WHAT TO WORK ON
Find "the wood grain" in the records that follow; print that line and each subsequent line through the last one, verbatim and with nothing added.

PROVIDED DATA
------------------------------------

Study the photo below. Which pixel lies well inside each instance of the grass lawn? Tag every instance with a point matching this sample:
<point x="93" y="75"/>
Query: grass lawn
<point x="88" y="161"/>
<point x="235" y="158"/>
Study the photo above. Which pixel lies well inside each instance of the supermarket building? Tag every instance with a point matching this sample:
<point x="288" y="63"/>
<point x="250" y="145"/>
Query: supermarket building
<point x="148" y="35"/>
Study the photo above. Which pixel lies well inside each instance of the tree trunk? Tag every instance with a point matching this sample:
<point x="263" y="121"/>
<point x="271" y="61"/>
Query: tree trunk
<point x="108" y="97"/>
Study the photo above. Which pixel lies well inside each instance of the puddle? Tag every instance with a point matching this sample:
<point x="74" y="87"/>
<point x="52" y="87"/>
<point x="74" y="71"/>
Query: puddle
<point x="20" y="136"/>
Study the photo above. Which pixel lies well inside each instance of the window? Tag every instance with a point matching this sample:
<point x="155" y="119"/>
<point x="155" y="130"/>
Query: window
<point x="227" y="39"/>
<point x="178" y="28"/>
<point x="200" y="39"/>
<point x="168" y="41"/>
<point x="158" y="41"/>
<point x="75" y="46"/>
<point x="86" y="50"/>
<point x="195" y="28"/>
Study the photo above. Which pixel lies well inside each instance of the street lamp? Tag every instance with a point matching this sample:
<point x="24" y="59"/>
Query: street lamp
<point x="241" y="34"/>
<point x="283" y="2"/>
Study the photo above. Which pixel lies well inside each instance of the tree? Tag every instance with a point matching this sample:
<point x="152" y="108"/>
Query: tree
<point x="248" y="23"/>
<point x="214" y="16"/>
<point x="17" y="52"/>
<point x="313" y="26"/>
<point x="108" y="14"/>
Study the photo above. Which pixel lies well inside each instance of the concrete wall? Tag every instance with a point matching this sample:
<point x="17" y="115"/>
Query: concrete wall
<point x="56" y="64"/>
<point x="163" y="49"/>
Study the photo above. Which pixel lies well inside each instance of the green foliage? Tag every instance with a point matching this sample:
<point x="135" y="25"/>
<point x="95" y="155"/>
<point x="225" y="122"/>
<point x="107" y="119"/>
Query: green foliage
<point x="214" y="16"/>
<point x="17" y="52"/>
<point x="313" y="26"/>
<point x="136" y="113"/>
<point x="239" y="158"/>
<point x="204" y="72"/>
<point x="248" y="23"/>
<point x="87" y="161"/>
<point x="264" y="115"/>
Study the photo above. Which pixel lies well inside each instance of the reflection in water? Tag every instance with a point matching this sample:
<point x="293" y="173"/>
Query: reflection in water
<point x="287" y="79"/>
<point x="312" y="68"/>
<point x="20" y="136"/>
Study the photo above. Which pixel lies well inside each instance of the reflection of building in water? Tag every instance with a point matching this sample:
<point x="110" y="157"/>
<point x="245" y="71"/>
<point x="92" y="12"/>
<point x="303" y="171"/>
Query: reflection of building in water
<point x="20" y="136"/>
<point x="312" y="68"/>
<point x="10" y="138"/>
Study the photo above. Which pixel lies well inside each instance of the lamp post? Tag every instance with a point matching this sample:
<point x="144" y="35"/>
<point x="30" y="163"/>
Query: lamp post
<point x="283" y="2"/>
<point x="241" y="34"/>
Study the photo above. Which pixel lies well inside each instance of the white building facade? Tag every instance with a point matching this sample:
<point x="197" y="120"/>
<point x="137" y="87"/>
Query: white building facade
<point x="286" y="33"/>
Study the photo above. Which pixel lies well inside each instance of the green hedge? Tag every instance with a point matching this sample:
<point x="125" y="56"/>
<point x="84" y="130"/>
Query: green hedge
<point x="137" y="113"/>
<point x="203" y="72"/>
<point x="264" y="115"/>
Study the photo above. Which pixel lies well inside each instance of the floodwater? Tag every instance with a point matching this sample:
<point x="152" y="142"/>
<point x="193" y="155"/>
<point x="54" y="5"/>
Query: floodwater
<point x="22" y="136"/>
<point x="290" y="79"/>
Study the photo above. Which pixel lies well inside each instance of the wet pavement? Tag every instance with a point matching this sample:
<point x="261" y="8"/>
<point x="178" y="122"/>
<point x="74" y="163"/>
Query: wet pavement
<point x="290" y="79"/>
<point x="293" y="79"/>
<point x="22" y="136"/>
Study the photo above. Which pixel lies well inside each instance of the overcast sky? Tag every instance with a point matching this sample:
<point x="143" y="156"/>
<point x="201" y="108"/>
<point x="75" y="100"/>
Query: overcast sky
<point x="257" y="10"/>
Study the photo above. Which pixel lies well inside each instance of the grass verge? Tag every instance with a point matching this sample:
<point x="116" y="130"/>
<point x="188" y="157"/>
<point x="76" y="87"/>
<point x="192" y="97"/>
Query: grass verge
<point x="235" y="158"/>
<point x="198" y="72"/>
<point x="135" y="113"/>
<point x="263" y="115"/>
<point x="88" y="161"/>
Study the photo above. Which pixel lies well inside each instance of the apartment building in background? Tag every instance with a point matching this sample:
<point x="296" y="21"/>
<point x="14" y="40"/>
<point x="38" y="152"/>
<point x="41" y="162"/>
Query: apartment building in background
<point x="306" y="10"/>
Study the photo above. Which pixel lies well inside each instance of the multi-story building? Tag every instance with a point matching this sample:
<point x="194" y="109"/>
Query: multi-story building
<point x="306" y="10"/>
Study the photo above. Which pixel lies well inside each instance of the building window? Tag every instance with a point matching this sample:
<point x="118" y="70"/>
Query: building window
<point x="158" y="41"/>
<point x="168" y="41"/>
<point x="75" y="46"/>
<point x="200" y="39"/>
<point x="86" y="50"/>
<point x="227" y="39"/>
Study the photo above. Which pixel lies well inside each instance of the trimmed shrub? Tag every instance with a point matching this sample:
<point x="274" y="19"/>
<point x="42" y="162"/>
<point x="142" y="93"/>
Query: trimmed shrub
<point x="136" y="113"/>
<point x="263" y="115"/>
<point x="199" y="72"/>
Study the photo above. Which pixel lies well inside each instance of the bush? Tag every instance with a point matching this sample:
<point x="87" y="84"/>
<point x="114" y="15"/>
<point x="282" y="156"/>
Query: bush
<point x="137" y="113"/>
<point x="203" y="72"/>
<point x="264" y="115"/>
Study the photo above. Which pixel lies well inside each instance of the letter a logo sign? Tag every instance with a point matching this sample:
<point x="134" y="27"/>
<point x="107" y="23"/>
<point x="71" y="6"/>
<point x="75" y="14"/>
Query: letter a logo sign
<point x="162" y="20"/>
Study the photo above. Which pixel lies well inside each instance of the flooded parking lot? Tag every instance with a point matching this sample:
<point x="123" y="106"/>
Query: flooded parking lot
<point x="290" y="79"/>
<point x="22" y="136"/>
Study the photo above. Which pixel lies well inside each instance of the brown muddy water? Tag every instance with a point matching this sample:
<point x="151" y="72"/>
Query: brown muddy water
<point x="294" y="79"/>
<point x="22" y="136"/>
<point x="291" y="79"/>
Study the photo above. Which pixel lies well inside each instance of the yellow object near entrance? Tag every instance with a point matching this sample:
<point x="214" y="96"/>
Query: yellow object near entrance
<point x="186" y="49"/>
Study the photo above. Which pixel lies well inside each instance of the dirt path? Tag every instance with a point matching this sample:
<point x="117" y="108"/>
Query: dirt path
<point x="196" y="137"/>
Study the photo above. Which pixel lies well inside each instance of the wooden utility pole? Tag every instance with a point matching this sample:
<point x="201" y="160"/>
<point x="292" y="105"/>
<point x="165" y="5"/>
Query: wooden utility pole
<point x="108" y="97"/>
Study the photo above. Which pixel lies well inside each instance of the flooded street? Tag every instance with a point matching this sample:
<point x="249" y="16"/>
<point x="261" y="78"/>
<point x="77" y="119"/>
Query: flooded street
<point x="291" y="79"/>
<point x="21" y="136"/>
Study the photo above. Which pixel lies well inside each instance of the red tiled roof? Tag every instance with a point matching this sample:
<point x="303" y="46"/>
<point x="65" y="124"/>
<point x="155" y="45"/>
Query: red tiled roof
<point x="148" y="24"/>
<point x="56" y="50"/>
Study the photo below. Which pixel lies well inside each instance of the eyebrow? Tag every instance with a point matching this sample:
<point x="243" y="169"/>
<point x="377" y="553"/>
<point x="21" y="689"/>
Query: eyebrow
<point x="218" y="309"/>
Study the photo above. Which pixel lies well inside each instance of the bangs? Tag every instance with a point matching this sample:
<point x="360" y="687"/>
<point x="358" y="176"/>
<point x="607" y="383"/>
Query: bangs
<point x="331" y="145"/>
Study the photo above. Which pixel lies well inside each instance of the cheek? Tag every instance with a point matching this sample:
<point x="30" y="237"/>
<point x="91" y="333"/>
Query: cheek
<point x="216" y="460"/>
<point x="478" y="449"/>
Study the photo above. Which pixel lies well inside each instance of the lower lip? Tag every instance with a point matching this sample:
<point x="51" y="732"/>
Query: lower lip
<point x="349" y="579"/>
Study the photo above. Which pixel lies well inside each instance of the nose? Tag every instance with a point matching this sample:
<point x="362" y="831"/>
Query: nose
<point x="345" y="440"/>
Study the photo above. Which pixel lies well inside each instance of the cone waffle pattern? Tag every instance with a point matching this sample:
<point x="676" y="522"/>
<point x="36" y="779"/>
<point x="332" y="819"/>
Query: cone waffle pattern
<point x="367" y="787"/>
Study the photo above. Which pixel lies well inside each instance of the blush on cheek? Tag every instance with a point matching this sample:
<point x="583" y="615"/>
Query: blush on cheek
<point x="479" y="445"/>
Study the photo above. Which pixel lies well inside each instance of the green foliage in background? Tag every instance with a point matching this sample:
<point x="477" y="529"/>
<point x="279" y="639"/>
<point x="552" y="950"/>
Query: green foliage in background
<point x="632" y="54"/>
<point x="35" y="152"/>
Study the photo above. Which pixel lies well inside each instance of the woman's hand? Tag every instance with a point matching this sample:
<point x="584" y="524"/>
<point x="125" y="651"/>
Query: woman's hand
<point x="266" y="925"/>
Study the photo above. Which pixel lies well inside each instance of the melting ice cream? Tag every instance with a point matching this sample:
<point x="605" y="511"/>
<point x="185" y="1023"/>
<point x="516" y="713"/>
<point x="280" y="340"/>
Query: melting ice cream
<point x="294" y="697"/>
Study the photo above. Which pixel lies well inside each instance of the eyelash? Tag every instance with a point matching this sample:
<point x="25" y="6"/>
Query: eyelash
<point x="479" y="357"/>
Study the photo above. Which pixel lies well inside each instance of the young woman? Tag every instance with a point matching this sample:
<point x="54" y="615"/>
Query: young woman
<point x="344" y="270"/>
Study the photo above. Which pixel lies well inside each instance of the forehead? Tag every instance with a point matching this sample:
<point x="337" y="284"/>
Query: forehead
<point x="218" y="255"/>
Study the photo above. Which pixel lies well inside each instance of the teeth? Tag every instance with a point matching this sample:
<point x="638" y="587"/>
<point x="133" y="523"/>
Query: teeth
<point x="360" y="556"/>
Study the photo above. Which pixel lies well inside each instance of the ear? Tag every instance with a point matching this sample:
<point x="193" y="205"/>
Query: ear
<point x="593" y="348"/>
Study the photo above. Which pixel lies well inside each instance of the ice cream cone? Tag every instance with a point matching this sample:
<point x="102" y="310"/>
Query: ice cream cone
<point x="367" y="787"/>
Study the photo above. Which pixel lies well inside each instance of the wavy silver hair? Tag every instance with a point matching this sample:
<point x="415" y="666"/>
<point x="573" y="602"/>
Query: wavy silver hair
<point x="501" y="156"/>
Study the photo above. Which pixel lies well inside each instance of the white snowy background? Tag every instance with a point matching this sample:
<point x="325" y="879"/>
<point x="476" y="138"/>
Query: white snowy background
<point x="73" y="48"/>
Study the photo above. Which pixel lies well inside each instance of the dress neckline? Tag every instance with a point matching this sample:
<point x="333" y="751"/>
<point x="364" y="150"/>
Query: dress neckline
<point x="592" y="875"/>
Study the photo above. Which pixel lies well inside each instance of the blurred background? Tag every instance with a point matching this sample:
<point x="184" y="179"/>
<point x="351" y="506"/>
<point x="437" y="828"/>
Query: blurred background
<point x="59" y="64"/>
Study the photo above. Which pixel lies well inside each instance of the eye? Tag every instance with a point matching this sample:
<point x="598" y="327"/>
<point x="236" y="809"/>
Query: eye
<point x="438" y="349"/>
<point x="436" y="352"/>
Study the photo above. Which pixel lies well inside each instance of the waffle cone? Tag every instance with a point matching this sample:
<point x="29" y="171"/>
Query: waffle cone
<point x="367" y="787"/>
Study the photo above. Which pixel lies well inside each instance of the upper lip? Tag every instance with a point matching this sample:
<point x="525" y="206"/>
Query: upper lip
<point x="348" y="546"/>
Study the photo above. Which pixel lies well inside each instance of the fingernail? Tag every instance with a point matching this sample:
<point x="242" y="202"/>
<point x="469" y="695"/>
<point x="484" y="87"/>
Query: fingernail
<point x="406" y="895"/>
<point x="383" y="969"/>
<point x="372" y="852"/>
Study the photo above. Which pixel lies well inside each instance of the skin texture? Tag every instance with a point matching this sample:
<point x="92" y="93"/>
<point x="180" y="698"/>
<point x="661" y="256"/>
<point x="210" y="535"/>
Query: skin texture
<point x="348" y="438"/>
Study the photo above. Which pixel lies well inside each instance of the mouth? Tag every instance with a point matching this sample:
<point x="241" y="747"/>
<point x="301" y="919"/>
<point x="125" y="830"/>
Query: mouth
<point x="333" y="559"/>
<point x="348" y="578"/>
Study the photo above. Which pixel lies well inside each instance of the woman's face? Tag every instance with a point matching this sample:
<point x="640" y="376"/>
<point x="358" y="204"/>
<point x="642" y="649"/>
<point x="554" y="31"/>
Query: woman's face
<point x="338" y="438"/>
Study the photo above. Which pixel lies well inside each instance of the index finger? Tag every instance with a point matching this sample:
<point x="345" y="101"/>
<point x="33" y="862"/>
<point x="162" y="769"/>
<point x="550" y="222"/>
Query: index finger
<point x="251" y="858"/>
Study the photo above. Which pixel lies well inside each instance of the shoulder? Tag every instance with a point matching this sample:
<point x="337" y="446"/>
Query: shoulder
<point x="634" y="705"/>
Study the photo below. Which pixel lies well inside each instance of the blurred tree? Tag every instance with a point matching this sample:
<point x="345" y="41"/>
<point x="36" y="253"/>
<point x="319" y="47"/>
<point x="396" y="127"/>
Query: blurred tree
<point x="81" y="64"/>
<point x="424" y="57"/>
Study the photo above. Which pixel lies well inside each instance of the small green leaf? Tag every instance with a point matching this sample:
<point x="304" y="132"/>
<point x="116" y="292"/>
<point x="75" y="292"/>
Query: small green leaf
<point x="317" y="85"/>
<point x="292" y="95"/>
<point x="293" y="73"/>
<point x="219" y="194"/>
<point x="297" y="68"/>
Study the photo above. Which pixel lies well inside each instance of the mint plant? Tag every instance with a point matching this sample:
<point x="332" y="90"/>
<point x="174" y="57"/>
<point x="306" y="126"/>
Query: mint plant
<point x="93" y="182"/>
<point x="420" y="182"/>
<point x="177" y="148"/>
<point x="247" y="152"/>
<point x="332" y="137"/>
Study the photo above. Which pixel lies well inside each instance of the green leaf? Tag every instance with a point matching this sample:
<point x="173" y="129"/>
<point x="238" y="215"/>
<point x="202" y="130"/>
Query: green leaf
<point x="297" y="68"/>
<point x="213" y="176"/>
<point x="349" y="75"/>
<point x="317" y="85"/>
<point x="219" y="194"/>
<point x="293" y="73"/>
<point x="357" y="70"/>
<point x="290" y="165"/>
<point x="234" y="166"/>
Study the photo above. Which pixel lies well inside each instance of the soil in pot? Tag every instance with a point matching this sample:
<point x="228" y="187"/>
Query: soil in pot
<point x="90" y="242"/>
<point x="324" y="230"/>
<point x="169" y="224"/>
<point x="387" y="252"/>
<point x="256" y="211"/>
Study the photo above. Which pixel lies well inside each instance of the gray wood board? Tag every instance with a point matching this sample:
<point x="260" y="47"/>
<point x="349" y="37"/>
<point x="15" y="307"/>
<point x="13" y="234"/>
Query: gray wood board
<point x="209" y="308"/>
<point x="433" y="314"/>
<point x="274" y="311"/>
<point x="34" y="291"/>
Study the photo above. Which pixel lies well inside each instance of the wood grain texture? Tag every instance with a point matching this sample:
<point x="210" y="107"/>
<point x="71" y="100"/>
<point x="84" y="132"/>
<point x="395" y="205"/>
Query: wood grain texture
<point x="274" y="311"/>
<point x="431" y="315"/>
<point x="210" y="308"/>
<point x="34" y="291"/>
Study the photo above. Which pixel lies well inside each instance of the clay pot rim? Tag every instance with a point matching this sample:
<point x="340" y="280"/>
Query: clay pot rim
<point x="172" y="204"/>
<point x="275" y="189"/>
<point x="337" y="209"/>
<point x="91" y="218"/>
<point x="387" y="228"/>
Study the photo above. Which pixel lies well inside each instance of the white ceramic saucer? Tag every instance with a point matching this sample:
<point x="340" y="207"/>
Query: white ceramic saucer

------------------------------------

RESPONSE TO THE EXERCISE
Study the photo above. Which pixel lies well inside each instance of the wood grain texture? Tag every instance with a point matching this sample:
<point x="210" y="107"/>
<point x="71" y="100"/>
<point x="84" y="132"/>
<point x="395" y="205"/>
Query: wood grain texture
<point x="274" y="311"/>
<point x="431" y="315"/>
<point x="210" y="308"/>
<point x="34" y="291"/>
Study the photo above. Which pixel lies well inside each instance of the clay pot rim? Tag every instance with a point matching this sample:
<point x="340" y="280"/>
Query: clay pot rim
<point x="172" y="204"/>
<point x="275" y="189"/>
<point x="337" y="209"/>
<point x="91" y="218"/>
<point x="387" y="228"/>
Study the photo above. Which pixel lies well inside each instance of the white ceramic saucer? Tag every instance with a point matching this sample:
<point x="340" y="207"/>
Query: white ceramic saucer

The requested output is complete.